■ **Stated task**
Filter the records below and copy every line that contains the word "black". Case matters.
======
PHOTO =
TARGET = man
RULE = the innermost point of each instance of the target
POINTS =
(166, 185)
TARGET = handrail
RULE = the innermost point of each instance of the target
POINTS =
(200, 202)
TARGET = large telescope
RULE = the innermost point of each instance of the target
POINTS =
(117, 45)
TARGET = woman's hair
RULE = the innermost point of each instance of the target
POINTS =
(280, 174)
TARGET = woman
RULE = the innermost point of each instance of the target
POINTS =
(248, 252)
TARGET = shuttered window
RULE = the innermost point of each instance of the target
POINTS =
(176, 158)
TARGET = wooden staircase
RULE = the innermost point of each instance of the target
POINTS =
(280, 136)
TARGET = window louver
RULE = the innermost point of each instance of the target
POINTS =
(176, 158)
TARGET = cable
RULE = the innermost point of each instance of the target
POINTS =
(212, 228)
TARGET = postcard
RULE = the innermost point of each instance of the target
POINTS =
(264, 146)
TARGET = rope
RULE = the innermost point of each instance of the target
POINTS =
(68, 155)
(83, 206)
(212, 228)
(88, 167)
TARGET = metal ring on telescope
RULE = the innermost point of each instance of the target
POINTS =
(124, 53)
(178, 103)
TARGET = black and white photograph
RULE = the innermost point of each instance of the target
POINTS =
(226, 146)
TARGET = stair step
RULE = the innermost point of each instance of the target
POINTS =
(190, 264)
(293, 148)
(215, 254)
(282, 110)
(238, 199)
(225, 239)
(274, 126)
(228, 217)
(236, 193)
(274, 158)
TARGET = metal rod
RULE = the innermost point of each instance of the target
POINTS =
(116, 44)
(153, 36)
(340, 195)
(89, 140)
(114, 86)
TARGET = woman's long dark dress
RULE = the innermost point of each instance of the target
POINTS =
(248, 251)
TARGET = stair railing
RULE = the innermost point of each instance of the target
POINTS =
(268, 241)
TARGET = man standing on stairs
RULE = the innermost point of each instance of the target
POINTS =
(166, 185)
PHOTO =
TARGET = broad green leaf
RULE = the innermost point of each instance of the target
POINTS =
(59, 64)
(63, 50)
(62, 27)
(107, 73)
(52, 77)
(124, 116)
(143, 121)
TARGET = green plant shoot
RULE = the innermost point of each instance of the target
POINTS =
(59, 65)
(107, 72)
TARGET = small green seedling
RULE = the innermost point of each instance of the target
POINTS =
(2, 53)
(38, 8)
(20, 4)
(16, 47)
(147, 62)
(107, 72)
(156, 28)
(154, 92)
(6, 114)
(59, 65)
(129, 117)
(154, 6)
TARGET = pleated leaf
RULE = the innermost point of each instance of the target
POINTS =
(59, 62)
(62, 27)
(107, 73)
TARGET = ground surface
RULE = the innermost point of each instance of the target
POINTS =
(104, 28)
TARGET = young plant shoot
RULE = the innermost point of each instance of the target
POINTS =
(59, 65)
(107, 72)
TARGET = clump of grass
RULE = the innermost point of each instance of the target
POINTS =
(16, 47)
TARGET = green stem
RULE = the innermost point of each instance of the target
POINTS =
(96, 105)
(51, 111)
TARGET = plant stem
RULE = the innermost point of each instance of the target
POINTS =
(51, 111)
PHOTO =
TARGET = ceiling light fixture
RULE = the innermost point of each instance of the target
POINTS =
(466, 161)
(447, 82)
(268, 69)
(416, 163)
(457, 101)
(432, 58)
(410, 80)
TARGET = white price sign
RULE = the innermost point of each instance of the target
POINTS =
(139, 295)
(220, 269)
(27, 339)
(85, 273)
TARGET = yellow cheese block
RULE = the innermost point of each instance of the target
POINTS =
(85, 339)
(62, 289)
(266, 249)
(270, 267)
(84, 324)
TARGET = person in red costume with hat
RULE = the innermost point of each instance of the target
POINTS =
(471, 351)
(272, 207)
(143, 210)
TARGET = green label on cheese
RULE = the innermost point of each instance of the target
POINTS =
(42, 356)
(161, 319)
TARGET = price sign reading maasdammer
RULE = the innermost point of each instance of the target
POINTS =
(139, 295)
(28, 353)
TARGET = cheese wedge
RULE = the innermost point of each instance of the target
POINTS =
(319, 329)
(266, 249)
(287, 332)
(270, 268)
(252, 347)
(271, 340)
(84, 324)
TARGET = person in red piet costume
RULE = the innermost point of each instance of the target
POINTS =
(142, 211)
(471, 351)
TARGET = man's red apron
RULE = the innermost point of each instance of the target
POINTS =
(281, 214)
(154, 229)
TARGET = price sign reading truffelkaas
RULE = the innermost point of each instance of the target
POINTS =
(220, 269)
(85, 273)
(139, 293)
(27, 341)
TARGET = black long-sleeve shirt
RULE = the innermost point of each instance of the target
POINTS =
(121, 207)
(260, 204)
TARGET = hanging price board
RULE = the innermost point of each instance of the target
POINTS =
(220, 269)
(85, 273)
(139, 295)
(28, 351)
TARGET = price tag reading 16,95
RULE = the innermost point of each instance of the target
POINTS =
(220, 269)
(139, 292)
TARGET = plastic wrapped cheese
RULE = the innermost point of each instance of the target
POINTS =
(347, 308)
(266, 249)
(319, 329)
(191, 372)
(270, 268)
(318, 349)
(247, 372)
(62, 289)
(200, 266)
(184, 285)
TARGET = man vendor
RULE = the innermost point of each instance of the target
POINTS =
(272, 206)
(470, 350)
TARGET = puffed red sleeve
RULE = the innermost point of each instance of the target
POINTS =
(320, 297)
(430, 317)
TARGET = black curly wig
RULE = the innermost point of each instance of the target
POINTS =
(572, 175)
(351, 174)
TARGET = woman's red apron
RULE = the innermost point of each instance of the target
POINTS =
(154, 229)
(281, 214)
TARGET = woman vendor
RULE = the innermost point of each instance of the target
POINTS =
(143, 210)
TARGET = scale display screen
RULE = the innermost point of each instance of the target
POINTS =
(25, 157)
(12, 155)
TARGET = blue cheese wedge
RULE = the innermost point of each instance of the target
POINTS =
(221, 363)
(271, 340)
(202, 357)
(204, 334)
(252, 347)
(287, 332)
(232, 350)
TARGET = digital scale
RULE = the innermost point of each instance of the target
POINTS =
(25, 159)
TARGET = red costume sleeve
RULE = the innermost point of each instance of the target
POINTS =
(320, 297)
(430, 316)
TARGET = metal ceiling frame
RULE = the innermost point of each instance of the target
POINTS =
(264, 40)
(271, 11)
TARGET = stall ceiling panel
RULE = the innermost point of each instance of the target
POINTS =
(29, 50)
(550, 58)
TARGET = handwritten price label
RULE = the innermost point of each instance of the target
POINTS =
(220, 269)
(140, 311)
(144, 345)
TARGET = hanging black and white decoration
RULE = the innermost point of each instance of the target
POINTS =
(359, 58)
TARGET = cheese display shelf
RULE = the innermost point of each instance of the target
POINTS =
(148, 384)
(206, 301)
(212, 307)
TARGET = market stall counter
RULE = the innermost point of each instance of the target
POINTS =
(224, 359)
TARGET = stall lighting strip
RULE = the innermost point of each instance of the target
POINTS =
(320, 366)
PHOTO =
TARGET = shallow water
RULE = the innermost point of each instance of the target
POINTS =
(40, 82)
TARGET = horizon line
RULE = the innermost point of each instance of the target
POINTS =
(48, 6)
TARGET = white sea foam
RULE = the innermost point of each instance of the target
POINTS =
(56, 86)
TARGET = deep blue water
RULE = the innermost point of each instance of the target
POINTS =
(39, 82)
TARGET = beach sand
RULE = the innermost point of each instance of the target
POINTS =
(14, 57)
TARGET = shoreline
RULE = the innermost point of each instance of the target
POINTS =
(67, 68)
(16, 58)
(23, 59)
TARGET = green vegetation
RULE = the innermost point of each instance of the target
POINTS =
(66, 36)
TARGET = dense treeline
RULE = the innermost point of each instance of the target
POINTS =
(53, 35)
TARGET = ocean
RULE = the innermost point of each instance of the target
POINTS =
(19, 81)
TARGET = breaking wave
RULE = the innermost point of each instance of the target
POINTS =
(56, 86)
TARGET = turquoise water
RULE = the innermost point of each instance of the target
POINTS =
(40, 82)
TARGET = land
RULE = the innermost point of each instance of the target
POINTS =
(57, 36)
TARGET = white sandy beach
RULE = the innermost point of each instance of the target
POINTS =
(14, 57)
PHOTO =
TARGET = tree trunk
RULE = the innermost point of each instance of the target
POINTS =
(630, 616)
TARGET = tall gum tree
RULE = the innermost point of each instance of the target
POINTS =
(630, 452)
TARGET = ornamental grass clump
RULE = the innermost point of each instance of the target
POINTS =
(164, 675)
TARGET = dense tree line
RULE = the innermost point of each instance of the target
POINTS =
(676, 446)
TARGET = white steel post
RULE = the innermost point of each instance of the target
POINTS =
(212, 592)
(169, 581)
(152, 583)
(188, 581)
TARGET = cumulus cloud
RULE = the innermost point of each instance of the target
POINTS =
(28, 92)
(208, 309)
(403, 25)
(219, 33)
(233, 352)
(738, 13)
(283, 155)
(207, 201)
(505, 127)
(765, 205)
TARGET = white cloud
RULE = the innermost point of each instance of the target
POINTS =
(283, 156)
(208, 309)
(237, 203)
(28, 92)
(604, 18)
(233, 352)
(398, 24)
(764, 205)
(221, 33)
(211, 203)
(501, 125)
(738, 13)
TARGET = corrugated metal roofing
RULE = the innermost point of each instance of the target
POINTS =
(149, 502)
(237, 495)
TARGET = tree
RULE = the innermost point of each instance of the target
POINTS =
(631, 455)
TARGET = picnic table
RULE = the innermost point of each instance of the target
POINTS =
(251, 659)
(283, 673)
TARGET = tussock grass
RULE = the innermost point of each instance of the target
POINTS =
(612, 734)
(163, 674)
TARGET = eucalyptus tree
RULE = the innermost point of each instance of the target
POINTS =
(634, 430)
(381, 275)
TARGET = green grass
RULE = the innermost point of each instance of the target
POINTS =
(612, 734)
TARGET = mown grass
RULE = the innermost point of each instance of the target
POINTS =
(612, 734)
======
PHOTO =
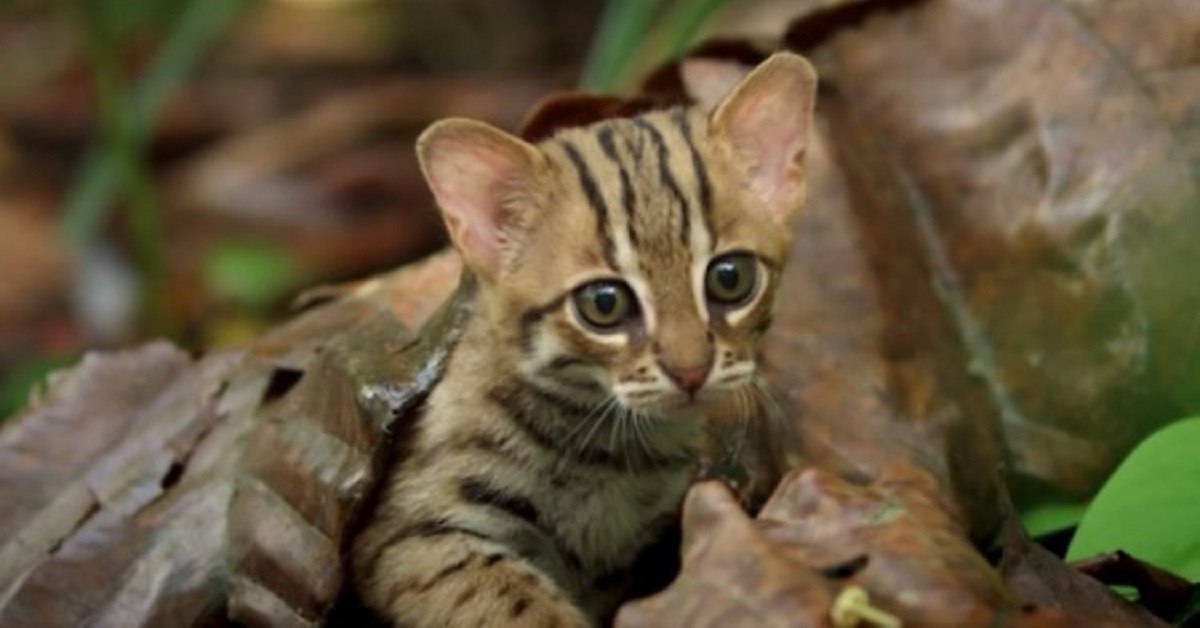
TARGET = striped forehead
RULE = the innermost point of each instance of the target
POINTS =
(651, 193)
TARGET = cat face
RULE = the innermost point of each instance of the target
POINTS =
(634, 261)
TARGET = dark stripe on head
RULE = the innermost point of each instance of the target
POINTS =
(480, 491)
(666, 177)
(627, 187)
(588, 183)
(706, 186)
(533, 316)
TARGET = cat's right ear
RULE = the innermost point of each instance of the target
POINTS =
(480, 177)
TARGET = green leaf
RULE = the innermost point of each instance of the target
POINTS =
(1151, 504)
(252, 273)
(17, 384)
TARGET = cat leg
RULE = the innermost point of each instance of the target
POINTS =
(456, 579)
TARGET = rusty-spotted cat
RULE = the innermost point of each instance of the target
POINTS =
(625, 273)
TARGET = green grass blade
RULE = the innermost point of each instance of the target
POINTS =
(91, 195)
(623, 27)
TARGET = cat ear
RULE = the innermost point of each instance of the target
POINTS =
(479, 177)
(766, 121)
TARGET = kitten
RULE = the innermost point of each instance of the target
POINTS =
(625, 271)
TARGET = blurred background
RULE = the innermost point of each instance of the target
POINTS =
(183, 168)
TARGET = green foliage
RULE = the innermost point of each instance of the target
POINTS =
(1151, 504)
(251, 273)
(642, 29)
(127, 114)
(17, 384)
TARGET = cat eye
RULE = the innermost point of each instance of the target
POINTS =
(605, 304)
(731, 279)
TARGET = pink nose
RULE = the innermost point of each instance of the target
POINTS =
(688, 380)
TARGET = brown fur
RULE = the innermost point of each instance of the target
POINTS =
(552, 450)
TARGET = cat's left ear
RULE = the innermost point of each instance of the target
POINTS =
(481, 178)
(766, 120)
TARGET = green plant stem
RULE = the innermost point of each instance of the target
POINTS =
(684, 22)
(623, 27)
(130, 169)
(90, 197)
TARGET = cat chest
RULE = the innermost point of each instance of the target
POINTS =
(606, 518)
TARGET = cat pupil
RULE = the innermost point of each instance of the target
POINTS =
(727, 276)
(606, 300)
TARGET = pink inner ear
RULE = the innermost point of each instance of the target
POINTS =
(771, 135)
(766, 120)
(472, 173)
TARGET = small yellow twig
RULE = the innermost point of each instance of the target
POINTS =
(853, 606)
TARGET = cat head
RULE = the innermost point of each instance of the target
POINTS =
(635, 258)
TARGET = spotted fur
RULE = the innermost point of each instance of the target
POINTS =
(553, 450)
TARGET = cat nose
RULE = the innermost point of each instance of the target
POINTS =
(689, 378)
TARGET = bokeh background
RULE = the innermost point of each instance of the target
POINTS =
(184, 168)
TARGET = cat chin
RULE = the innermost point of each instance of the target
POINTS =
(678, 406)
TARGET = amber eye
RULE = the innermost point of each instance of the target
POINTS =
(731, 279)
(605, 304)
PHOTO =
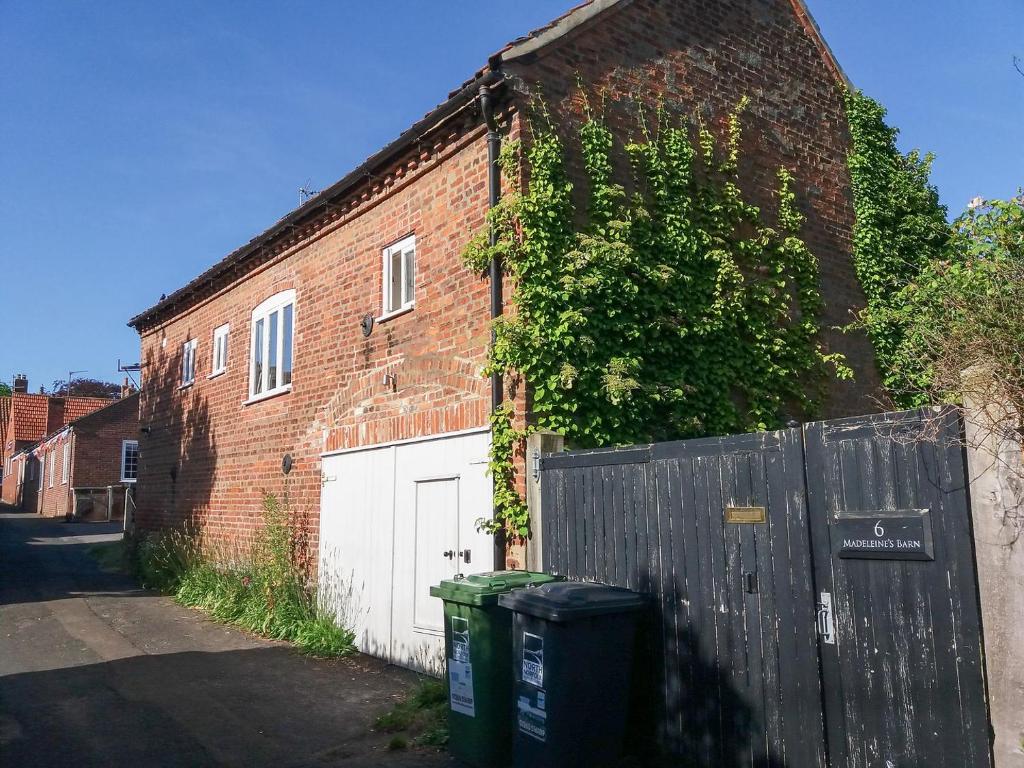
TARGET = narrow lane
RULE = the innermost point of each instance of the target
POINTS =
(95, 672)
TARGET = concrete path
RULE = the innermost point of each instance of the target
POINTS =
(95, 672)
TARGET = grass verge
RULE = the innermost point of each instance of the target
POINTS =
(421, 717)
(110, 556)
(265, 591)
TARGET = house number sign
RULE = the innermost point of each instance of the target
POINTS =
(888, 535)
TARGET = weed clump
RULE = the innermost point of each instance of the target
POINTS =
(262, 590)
======
■ **Full answer**
TARGET = black and white photograph
TARGET = black long-sleeve shirt
TARGET = black curly wig
TARGET = hanging black and white decoration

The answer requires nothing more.